▶ [MATERIAL]
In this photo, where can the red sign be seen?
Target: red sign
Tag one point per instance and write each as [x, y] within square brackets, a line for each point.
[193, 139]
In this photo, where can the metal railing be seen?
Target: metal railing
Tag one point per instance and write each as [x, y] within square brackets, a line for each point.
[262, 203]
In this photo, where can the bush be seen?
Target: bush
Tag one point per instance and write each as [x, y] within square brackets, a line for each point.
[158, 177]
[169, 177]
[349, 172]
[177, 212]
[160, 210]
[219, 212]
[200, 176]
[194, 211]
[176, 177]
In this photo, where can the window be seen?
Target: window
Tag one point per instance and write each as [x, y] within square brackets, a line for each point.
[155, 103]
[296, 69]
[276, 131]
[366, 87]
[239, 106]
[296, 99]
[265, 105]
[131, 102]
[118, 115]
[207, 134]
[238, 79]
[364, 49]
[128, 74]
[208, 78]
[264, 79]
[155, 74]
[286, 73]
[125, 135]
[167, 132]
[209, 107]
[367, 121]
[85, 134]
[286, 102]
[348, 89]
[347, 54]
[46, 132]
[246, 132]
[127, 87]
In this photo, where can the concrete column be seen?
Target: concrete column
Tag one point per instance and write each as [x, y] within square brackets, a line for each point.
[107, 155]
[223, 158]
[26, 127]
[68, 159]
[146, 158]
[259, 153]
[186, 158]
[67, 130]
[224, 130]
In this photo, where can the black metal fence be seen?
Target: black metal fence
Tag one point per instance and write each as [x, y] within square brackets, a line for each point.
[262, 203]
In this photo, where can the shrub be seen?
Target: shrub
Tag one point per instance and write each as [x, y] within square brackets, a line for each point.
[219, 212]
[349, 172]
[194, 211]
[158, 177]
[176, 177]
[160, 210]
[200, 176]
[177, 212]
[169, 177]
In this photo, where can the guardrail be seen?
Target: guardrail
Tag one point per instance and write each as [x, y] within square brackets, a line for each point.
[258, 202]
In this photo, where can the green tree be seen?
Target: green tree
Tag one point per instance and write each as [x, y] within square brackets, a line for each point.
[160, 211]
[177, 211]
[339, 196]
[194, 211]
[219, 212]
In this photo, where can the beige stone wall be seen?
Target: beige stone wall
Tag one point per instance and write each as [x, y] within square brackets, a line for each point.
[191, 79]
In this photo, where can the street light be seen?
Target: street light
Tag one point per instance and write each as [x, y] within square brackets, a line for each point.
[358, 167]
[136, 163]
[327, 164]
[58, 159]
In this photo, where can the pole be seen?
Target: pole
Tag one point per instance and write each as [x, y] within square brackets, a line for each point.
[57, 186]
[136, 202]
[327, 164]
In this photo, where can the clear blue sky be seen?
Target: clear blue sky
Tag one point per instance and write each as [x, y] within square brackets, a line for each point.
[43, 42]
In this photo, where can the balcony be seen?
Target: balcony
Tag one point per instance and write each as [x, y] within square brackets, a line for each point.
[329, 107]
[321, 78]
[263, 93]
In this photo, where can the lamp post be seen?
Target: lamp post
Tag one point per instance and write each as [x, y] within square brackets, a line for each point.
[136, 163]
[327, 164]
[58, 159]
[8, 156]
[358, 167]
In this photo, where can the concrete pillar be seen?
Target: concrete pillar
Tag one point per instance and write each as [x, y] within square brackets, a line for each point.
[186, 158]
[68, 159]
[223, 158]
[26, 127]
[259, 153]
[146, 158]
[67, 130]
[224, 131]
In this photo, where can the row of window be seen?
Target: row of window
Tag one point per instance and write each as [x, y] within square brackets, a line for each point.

▶ [BRIEF]
Give the complete listing a second time, exactly as it reads.

▶ [RESPONSE BELOW]
In this photo, where can the red sign be seen?
Target: red sign
Tag one point per instance and write each as [x, y] within square brackets, a line for each point.
[193, 139]
In this photo, where can the metal railing be seen?
Target: metal railing
Tag one point per instance and write each as [x, y] within square brackets, a line for each point.
[262, 203]
In this photo, where can the bush be seen?
Target: bush
Tag one point per instance and write each as [x, y] within square brackets, a line for each point.
[158, 177]
[169, 177]
[349, 172]
[177, 212]
[160, 210]
[219, 212]
[200, 176]
[194, 211]
[176, 177]
In this photo, where can the window be seen?
Target: window
Tag one point per instance and write each as [x, y] within square brackets, a line for each point.
[155, 103]
[296, 69]
[276, 131]
[366, 87]
[239, 106]
[296, 99]
[265, 105]
[131, 102]
[118, 115]
[207, 134]
[238, 79]
[364, 49]
[128, 74]
[208, 78]
[264, 79]
[155, 74]
[286, 73]
[125, 135]
[167, 132]
[209, 107]
[367, 121]
[85, 134]
[286, 102]
[348, 89]
[347, 54]
[46, 132]
[246, 132]
[127, 87]
In this photo, where can the concrete column be seen?
Target: concrete column
Tag one point per instance and write each as [x, y] within square brackets, a line for each point.
[107, 155]
[223, 158]
[26, 127]
[68, 159]
[146, 158]
[259, 153]
[186, 158]
[67, 130]
[224, 130]
In this photo, where can the black metal fence be seen?
Target: black metal fence
Tag one point per instance and write each as [x, y] within square brackets, a line for each point.
[262, 203]
In this photo, where can the shrub be seen?
Target: shrub
Tag one point per instance and write each as [x, y] within square brackets, a line for each point.
[219, 212]
[349, 172]
[194, 211]
[158, 177]
[176, 177]
[160, 210]
[200, 176]
[177, 212]
[169, 177]
In this photo, where can the guardrail be seen?
Target: guardrail
Tag one point per instance and write each as [x, y] within square brackets, a line for each point.
[258, 202]
In this photo, where can the green tree be seen?
Target: green tree
Tag one point per instance and write each as [x, y] within square brackets, a line for each point.
[160, 211]
[177, 211]
[339, 196]
[194, 211]
[219, 212]
In this photo, where can the beige stone wall be seen?
Target: beige stone wall
Tag one point per instance and write each as [x, y] within square brackets, a line for each point.
[191, 79]
In this photo, where can the street light be seen?
Target: street light
Tag one point per instance and write each as [x, y] within square brackets, a line for each point.
[358, 167]
[136, 163]
[327, 164]
[58, 159]
In this photo, where can the pole be seen?
Target: pole
Tag one point per instance and write each as [x, y] within square brackets, a line for each point.
[57, 186]
[136, 202]
[327, 164]
In this photo, where can the clear blue sky be seen?
Target: clear blue sky
Tag one point per instance and write each as [x, y] within square brackets, a line for each point.
[43, 42]
In this photo, where can the balcony be seen?
Target: balcony
Tag one point per instance and write each as [x, y] within square brackets, a line for each point.
[329, 107]
[321, 78]
[263, 93]
In this photo, where can the lamp post be seen?
Target: lamp post
Tag one point per instance and write each as [x, y] within square brackets, a line for each point.
[136, 163]
[327, 164]
[58, 159]
[8, 156]
[358, 167]
In this photo, where can the concrete pillar be seen?
Target: concrete pillar
Tag one point per instance and write each as [x, y] within square brackets, a line for each point.
[186, 158]
[68, 159]
[223, 158]
[26, 127]
[259, 153]
[146, 158]
[67, 130]
[224, 131]
In this photo, where can the row of window be seen?
Target: row of window
Tag one point per instance and write each as [x, y] within square brackets, a line for each point.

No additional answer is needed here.